*** Opening STORED DATA ***

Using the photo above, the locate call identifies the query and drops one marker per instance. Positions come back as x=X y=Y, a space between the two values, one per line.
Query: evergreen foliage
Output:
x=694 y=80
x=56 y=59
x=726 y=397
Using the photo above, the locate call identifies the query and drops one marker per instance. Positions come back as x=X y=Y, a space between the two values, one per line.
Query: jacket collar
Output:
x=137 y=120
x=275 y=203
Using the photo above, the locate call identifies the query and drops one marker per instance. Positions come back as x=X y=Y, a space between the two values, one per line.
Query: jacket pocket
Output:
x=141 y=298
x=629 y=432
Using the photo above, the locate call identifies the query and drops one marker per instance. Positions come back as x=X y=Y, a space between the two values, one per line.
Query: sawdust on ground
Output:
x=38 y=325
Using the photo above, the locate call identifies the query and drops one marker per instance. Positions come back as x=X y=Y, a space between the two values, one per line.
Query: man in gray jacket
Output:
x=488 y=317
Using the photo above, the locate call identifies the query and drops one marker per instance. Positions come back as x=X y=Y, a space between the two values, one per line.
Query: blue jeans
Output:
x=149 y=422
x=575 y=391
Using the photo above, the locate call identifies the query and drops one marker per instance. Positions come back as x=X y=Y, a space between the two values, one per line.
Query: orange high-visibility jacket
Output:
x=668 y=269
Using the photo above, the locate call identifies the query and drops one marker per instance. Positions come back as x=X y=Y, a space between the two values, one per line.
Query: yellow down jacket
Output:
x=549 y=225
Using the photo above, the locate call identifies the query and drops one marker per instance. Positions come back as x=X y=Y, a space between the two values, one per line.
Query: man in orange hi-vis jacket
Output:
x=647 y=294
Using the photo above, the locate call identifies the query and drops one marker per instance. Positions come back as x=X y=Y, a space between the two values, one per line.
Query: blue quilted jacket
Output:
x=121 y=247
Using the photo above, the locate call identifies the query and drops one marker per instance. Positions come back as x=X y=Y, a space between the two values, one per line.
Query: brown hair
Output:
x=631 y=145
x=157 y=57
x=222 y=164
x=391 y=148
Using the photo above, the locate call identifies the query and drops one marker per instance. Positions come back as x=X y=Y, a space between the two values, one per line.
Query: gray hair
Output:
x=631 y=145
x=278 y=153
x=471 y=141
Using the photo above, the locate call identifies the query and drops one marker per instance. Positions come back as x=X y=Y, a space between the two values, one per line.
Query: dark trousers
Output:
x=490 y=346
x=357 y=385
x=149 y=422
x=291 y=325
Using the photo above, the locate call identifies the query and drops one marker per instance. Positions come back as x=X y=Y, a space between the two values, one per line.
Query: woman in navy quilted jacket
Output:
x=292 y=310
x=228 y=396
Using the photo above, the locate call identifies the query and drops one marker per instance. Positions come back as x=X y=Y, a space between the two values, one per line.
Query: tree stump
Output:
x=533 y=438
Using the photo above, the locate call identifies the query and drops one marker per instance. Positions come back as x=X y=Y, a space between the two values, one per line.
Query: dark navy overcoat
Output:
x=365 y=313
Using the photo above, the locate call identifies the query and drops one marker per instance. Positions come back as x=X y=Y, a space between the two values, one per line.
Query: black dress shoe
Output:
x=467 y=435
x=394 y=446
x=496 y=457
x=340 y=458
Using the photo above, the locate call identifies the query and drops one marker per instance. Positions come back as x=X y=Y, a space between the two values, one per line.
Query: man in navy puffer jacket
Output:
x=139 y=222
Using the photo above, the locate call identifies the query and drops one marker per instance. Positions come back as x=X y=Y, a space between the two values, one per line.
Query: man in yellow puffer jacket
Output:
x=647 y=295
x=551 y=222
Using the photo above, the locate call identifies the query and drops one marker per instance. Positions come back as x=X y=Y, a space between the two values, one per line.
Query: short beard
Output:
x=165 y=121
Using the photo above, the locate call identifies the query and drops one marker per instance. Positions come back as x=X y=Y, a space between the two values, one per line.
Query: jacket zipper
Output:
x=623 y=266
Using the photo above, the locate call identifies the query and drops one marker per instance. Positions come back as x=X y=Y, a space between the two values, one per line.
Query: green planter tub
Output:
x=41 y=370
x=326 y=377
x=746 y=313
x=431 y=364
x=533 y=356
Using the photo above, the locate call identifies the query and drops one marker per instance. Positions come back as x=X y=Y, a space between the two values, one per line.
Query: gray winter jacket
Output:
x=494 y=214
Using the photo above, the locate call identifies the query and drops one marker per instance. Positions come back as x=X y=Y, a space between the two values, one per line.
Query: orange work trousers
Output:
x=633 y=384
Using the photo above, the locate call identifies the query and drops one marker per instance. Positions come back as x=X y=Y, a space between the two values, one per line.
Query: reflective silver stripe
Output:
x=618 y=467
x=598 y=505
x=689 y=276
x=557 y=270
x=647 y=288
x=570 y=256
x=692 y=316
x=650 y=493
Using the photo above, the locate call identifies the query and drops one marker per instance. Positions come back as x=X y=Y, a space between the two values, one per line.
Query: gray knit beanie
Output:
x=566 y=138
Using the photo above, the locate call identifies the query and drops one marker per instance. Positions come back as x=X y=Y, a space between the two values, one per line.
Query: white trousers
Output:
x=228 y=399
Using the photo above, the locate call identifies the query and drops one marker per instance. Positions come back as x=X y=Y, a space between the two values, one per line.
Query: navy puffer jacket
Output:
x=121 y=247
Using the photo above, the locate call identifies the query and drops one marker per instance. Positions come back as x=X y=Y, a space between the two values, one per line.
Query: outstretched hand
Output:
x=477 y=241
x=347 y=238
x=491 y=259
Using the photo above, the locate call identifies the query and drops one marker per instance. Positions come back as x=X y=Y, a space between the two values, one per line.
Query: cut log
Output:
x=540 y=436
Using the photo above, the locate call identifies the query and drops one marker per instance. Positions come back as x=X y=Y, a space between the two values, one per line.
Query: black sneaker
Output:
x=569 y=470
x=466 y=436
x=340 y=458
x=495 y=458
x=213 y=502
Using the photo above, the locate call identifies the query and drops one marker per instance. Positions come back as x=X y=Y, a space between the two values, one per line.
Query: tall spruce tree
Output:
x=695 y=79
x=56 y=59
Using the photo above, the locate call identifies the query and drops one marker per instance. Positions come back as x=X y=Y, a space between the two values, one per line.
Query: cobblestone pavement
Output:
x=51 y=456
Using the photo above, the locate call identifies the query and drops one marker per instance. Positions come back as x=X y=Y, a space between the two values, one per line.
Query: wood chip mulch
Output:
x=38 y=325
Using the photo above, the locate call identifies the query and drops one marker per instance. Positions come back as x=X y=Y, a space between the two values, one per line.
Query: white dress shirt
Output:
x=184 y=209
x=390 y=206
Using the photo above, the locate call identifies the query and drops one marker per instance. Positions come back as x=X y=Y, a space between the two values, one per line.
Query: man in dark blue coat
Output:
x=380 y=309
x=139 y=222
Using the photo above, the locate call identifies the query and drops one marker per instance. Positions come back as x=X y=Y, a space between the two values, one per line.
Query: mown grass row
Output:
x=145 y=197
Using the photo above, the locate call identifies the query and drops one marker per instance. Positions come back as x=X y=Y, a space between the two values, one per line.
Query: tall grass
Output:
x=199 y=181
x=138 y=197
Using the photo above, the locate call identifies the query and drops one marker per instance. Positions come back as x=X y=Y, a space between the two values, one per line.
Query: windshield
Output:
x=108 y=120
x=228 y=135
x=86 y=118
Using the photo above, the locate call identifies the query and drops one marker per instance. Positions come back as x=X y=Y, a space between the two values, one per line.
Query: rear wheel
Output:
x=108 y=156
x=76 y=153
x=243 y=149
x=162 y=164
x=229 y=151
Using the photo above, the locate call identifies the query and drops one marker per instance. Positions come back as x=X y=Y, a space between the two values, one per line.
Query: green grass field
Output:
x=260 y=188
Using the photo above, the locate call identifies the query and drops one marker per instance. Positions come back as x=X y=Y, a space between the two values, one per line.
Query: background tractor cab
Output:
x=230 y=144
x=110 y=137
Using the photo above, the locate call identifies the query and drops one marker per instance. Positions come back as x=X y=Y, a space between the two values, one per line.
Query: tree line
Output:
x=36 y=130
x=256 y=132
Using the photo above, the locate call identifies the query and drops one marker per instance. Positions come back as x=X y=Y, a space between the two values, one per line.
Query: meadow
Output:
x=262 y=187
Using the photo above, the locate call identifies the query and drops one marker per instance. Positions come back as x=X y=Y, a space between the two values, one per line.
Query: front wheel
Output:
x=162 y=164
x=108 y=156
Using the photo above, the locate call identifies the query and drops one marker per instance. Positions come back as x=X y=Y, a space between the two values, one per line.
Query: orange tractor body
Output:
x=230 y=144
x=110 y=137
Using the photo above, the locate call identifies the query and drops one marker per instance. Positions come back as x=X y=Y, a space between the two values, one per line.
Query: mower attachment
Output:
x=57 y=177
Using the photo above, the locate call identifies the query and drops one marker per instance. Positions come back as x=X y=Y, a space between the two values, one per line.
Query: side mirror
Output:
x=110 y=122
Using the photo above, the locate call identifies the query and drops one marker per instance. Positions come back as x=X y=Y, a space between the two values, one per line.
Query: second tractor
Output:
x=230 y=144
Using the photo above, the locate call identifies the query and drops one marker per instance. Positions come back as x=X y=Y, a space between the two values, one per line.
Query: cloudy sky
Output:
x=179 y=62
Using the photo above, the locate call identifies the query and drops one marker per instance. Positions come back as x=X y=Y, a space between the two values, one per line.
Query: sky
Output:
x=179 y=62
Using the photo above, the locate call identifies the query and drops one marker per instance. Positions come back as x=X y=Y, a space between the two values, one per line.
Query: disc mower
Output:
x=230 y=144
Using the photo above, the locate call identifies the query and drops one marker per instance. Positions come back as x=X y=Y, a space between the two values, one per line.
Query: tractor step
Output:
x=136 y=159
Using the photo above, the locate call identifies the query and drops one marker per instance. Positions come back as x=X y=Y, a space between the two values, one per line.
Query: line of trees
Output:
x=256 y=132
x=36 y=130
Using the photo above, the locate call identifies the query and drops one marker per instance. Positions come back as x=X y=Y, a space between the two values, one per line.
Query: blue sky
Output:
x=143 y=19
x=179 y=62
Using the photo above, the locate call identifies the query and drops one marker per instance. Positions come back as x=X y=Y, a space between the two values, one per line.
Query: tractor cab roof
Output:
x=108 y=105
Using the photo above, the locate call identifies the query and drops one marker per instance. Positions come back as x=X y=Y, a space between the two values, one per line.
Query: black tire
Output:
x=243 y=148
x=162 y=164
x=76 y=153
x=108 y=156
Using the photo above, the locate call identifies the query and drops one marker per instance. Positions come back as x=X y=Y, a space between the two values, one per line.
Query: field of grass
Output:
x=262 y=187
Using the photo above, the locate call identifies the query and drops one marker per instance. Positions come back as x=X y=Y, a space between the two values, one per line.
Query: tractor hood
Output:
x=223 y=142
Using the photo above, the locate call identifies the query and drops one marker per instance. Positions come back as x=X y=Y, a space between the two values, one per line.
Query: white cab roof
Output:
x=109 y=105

*** Closing STORED DATA ***

# TASK DETAILS
Show the lines of the records that contain the word "yellow".

# ANSWER
Query: yellow down jacket
Query: man in yellow puffer jacket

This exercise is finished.